---------- DATA EXTRACT ----------
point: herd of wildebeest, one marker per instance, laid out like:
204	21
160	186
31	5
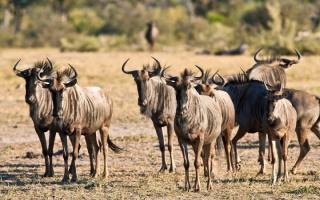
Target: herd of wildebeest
201	109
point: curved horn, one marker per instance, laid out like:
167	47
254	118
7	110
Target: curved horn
15	66
256	54
75	72
43	79
202	73
50	64
123	66
245	73
163	71
156	71
222	82
298	57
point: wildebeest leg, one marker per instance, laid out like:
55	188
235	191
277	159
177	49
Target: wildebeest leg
89	142
208	163
238	136
262	147
162	148
43	142
197	147
186	164
64	142
104	135
52	135
274	161
316	129
97	151
75	155
302	134
227	147
285	145
170	146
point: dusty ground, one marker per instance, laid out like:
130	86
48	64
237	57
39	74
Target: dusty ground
133	173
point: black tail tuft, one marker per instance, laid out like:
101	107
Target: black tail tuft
114	147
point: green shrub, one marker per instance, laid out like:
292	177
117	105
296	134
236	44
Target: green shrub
86	21
79	43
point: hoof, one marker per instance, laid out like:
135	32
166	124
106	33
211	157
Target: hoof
172	169
74	180
46	174
163	169
65	180
293	171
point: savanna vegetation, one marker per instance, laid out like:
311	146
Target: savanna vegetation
104	25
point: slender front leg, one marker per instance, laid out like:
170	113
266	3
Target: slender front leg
104	136
184	149
274	161
262	147
238	136
64	142
75	155
227	146
43	142
208	163
52	136
302	134
170	146
197	153
89	141
162	147
285	144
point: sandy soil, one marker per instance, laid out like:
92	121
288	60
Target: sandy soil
133	174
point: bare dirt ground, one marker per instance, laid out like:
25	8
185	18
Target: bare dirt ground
133	174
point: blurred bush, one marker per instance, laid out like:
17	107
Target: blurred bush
120	25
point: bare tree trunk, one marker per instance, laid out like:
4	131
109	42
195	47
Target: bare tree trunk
17	18
6	18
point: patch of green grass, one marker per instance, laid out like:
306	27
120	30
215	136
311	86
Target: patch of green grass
305	190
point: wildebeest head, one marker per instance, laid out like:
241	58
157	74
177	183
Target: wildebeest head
57	83
206	87
183	85
141	77
271	71
30	77
275	93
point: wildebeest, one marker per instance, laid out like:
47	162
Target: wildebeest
280	123
197	122
306	104
227	111
158	102
40	105
247	96
151	34
271	70
78	110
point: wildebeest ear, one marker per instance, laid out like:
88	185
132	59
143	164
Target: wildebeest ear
217	79
172	81
45	84
276	89
70	83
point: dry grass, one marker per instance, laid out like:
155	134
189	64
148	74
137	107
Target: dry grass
133	174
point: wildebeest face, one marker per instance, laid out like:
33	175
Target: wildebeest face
141	78
31	81
274	94
57	85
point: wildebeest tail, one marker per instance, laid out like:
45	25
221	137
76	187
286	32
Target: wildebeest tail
219	145
113	146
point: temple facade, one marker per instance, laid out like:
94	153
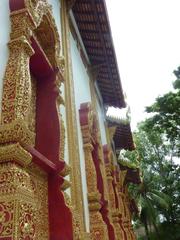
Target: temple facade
59	173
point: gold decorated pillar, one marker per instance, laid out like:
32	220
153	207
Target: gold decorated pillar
27	173
98	227
113	206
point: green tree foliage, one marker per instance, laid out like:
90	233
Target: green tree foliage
158	145
166	115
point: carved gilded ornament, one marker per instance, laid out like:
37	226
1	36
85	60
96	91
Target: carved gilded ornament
23	191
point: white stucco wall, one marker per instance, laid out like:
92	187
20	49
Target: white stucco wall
4	39
82	94
101	117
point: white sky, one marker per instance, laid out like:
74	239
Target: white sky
146	36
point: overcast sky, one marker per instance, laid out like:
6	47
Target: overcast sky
146	36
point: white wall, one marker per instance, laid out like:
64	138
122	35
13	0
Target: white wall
56	10
101	117
82	94
4	39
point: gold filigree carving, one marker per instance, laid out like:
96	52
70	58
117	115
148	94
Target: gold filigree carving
14	152
23	203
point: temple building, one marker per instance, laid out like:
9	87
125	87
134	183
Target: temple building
60	178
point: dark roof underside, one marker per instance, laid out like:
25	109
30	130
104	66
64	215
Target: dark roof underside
123	138
92	21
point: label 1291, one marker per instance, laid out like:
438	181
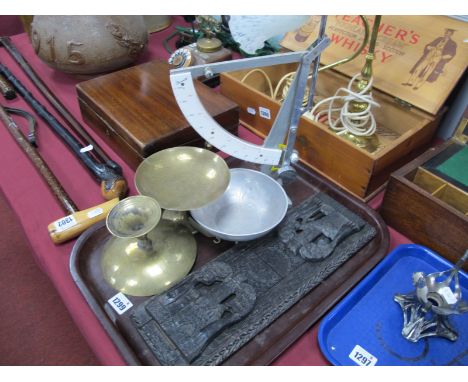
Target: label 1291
362	357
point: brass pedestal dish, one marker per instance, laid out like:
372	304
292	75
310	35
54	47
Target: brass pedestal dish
145	256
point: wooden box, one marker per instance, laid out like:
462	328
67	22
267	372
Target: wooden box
406	119
428	206
135	111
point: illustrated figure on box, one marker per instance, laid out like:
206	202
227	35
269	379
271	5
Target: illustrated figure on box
306	29
431	64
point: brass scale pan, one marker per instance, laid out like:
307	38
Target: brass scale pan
145	257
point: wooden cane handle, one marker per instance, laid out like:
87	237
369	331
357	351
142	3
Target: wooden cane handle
73	225
111	189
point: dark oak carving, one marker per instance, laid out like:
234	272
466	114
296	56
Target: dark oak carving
216	310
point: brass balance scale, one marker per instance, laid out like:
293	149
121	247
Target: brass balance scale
151	250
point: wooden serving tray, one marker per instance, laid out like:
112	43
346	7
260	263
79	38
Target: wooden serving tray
271	342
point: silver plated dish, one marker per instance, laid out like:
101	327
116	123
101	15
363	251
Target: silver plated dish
252	205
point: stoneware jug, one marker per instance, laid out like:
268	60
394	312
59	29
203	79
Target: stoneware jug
88	44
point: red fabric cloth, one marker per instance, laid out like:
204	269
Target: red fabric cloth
35	328
36	207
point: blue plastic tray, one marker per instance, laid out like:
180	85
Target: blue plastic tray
368	317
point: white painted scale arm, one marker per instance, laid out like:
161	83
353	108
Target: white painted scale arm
196	114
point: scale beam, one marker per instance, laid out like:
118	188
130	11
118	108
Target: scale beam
287	119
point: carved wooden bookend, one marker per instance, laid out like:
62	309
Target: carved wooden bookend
217	309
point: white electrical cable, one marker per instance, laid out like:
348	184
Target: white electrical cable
361	123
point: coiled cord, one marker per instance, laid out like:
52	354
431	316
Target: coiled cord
360	123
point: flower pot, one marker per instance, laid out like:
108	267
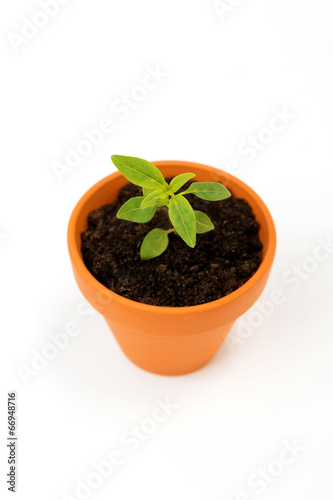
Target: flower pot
170	340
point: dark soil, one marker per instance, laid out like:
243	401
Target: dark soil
222	260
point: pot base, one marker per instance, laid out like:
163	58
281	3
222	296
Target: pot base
169	355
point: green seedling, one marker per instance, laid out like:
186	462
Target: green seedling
156	192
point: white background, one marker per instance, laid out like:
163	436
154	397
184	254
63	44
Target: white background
225	76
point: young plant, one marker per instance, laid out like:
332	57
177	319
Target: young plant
156	192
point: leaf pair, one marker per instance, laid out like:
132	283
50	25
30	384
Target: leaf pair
186	222
157	240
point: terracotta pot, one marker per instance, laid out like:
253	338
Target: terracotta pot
170	340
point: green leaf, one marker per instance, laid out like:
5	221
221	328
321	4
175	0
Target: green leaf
203	222
183	219
131	210
179	181
212	191
154	198
146	191
154	244
139	172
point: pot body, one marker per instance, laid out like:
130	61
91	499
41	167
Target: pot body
170	340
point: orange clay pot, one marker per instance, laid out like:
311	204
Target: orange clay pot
170	340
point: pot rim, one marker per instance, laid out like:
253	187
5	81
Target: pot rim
76	255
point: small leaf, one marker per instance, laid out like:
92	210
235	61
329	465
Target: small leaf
146	191
212	191
154	198
179	181
139	172
154	244
203	222
131	210
183	219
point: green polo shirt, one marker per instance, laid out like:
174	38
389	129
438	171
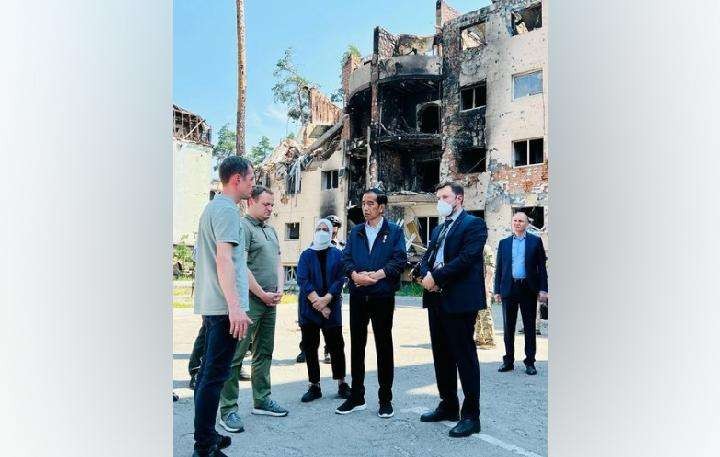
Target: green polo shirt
219	222
263	251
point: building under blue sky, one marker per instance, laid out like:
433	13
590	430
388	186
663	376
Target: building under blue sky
205	50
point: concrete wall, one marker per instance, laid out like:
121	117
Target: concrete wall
308	206
192	166
503	186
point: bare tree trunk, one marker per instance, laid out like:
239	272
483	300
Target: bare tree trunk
242	79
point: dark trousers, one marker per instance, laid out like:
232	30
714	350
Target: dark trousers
198	349
521	296
454	352
335	344
327	350
379	311
214	371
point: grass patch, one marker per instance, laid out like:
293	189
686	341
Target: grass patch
409	289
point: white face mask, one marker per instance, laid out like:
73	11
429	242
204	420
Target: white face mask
444	208
321	240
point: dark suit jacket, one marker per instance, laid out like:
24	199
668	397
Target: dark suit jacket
462	278
535	267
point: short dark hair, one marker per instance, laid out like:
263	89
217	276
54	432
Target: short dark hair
258	190
381	196
232	166
455	187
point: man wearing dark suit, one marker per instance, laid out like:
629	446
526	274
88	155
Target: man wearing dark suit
520	281
454	282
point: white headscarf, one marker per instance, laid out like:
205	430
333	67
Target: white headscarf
319	246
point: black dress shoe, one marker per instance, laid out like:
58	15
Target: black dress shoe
465	427
214	452
439	415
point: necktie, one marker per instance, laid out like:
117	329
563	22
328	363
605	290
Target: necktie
441	238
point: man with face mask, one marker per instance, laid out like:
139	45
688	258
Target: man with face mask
520	281
452	273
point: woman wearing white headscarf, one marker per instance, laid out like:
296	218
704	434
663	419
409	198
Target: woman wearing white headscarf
320	278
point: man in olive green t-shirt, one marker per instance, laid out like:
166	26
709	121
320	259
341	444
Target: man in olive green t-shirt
221	297
266	278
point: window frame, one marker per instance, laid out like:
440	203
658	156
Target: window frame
----------
Beginning at the line that holds "point: grass patch, one", write out word for word each line through the end of the records.

- [RESULT FOR THIS EXERCISE]:
point: grass patch, one marker per instance, laid out like:
293	189
686	341
Target: grass patch
409	289
point: white face mask, one marker per instance, laid out like:
73	11
429	242
204	420
Target: white face mask
444	208
321	240
point: dark suit jacket, one marker per instance, laid out like:
24	199
668	397
Target: dark suit jacket
462	278
535	267
point: short dark hair, one marker per instance, laid out like:
263	89
217	276
54	432
Target: short dark hair
258	190
381	196
232	166
455	187
point: man wearing dark suit, one marker per instance, laid out like:
629	446
526	274
88	155
Target: man wearing dark suit
520	281
454	282
point: white headscarf, one marker per instance, laid out like:
205	430
333	67
Target: white headscarf
319	246
point: black dress shoe, one marker per instance, laid out like:
58	15
Target: black dress shoe
465	427
214	452
439	415
point: necktie, one marker per instance, laid out like:
117	329
563	22
328	363
605	290
Target: necktie
441	238
point: man with face mask, one marker per instance, laid out like:
139	45
688	258
Target: man with face mask
520	281
452	273
point: woman wearing white headscarf, one marker per instance, laid out like:
296	218
704	434
663	419
409	198
Target: woman wearing white headscarf
320	278
point: man in olive green t-shirt, one marker per instance, laid out like:
166	26
709	121
320	259
341	444
Target: man in olive green t-shirt
221	297
266	278
point: window frame, one marker per instance, laid out like:
440	203
658	156
Target: window frame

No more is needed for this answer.